--- Text under study ---
★ ★ ★ ★ ★

Texas voters have approved a ballot measure to finance the construction of up to 10GW of natural gas-fired and other generating capacity through a new program intended to prevent a repeat of the widespread power outages in February 2021.
Voters approved Proposition 7, which will amend the state's constitution to create the "Texas Energy Fund," by a 65-35 margin in Tuesday's elections. The Texas legislature this summer enacted a law providing $10bn for the fund but made the measure contingent on passage of the constitutional amendment.
The Texas Public Utility Commission will administer the program, which will offer up to $7.2bn in low-cost loans and grants for new power generating capacity built in the state's main electric grid that is administered by the Electric Reliability Council of Texas (ERCOT). The program will offer 3pc interest rate loans exclusively to "dispatchable" plants that increase net generation by 100MW.
Under the program, newly built power plants that are connected to the grid before 1 June 2026 will be eligible for grants of up to $120,000/MW, or up to $80,000/MW before 1 June 2029. That would mean a 200MW peaking gas plant placed into service in ERCOT in early 2026 would be eligible for a completion bonus of up to $240mn.
The Texas Energy Fund does not explicitly restrict the loans and grants to gas-fired power plants, but experts say there are few other viable projects that will qualify, particularly because of a prohibition on financing energy storage projects. Environmentalists opposed Proposition 7, which they say will subsidize the build-out of fossil fuel power plants that will operate for decades and might not even improve short-term reliability of the electric grid.
Gas-fired power plants accounted for 58pc of the generation outages in Texas and nearby states during extreme cold weather in February 2021, the US Federal Energy Regulatory Commission (FERC) said in a report that year. The report attributed those gas plant outages primarily to natural gas supply issues, which FERC this year found continues to be a problem.
The Texas Energy Fund also includes up to $1.8bn in grants for behind-the-meter backup power generation for health and safety facilities such as hospitals. Another $1bn in grants will go to projects outside of the ERCOT grid, such as weatherization and modernization projects for power plants and electric transmission facilities.
The legislature had previously considered funding a 10GW reserve fleet of gas-fired plants as a way to improve grid reliability but shelved the idea in response to concerns it would upend ERCOT's competitive market.

★ ★ ★ ★ ★

--- Dataset excerpt ---
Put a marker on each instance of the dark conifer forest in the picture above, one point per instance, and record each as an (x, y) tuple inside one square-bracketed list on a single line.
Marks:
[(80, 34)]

★ ★ ★ ★ ★

--- Parts of the exercise ---
[1] Answer these questions from the article on Proposition 7:
(a) By what margin did voters approve Proposition 7?
(b) What interest rate will the program's loans to "dispatchable" plants carry?
(c) How much in grants does the fund include for behind-the-meter backup power generation for health and safety facilities?
[2] Quote the article on Proposition 7, starting with "Gas-fired power plants accounted" and going on through "be a problem.".
The material is not needed for the work here.

--- Results for each task ---
[1]
(a) 65-35.
(b) 3pc.
(c) Up to $1.8bn.

[2]
Gas-fired power plants accounted for 58pc of the generation outages in Texas and nearby states during extreme cold weather in February 2021, the US Federal Energy Regulatory Commission (FERC) said in a report that year. The report attributed those gas plant outages primarily to natural gas supply issues, which FERC this year found continues to be a problem.